CL increased by 7.55% and 7.37%, and
K increased by 6.97% and 10.27%, respectively. The results achieve the desired multi-objective aerodynamic performance optimization.
The pressure coefficient contours of the basic and optimized airfoils are shown in
Figure 18. As shown in the figure, the lift of the wing mainly depends on the suction effect generated by the strong negative pressure zone in front of the upper wing, rather than the positive pressure on the lower surface. From
Figure 18b,d, it can be seen that the negative pressure effect becomes stronger as the incoming Mach number increases. Compared with the basic airfoils, two negative pressure peaks appear on the upper surface of optimized airfoils, indicating an increase in lift. Both the basic and optimized airfoils exhibit significant shock wave phenomena on their upper surfaces, indicating a typical supersonic flight state. The optimized airfoil has significantly expanded the negative pressure zone in the leading-edge region of the upper surface and moved forward. It is obvious that the suction center shows a trend of moving forward compared to the basic airfoil. It indicates that the optimized design achieves local flow control through the deflections of the LATE, accelerating the airflow earlier and obtaining stronger suction effects, thereby effectively enhancing the lift performance of the wing.
The pressure coefficient curves of the basic airfoil and the optimized airfoil are shown in
Figure 19. It can be seen that the suction peak of the optimized airfoil in the leading-edge region has significantly increased, indicating that the airflow acceleration at this location is stronger, while the shock wave position moves forward and the intensity is slightly weakened. This indicates that the adverse effects of shock wave interference on the boundary layer are reduced, thereby contributing to a decrease in overall drag levels. However, the weakening of shock waves can also change the boundary layer state on the wing surface, making it easier for the airflow to separate, subsequently resulting in a decrease in lift coefficient.

▶ Dataset content
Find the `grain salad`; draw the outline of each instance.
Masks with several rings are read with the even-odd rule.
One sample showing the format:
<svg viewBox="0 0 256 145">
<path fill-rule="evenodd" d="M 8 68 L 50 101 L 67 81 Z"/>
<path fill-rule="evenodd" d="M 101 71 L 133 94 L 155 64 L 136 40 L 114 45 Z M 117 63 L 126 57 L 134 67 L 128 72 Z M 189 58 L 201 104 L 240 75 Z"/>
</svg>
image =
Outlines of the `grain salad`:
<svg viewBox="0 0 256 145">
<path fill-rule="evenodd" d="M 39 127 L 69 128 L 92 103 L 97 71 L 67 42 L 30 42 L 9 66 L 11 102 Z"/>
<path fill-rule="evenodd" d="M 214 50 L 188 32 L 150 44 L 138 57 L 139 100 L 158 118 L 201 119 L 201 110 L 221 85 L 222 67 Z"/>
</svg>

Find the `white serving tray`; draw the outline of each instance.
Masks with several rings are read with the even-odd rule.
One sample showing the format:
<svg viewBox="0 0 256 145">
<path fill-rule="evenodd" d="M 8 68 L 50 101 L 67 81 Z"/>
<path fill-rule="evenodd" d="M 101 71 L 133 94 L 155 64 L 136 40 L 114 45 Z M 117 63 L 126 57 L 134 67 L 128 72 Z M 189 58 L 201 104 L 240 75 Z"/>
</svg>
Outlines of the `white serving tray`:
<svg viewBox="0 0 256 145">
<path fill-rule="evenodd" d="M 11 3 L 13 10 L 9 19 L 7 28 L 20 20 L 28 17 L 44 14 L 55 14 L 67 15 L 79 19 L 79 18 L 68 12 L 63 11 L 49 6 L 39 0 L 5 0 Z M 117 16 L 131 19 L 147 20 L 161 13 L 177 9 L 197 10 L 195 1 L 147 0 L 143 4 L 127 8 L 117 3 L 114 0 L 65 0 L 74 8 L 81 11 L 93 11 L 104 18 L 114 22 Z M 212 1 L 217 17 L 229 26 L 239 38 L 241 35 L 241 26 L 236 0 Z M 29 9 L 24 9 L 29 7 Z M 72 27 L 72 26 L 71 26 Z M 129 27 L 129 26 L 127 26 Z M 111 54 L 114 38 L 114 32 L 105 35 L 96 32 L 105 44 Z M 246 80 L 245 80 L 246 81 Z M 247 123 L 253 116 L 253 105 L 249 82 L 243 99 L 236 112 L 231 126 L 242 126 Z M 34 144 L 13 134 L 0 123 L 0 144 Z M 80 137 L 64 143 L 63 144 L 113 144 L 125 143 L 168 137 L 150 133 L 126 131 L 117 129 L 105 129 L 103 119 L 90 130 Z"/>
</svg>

▶ List of tasks
• 1. Can you reproduce, word for word, the stretch of the airfoil passage from "The pressure coefficient curves" through "in lift coefficient."?
• 2. Could you write the next part of the airfoil optimization passage, picking up right after its final sentence?

▶ Results by task
• 1.
The pressure coefficient curves of the basic airfoil and the optimized airfoil are shown in
Figure 19. It can be seen that the suction peak of the optimized airfoil in the leading-edge region has significantly increased, indicating that the airflow acceleration at this location is stronger, while the shock wave position moves forward and the intensity is slightly weakened. This indicates that the adverse effects of shock wave interference on the boundary layer are reduced, thereby contributing to a decrease in overall drag levels. However, the weakening of shock waves can also change the boundary layer state on the wing surface, making it easier for the airflow to separate, subsequently resulting in a decrease in lift coefficient.

• 2.
5. Conclusions
Aiming at the supercritical RAE2822 airfoil, the aerodynamic effects of variable camber for the LATE are investigated. A multi-objective optimization strategy is established based on the Kriging surrogate model and NSGA II, and the following conclusions are achieved:
(1) The upward deflection of the leading edge marginally increases the lift-to-drag ratio, whilst the downward deflection of the leading edge improves the value of the critical angle of attack and the stall characteristics of the airfoil. The trailing-edge deflection has a significant influence on the critical angle of attack, while the downward deflection of the trailing edge increases the lift coefficient. Moderate upward deflection of both LATEs can delay the critical Mach number, while downward deflection of the LATE results in a reduction in the critical Mach number, which adversely affects the aerodynamic performance.
(2) Aerodynamic coefficient Kriging surrogate models are established for Ma = 0.74 and 0.76. The prediction deviations of the aerodynamic coefficients are fitted and investigated, and the R2 of the surrogate models is more than 0.95, while the RMSE is less than 0.1. The results of the Kriging surrogate model and CFD simulation are within 2%, satisfying the accuracy requirements.
(3) The results show that the optimized airfoil lift increased by 7.55% and 7.37%, respectively, and the lift-to-drag ratio increased by 6.97% and 10.27%, respectively. The feasibility and reliability are demonstrated. The method proposed in this paper reduces the computational cost of numerical simulation.
(4) In this paper, a predictive optimization method that combines the Kriging surrogate model with NSGA-II optimization is proposed. Theoretically, the lift and the lift-to-drag are improved to some extent. When optimizing solely based on given objectives, there is a risk of rapid separation of the boundary layer due to the forward movement of shock waves on the upper wing surface. Subsequently, we further investigate the optimization algorithm and expand the selection of variable curvature airfoils and study the impact of parameters such as camber position and camber radius on wing aerodynamics. In addition, wind tunnel tests will be conducted to verify the accuracy of the theoretical model.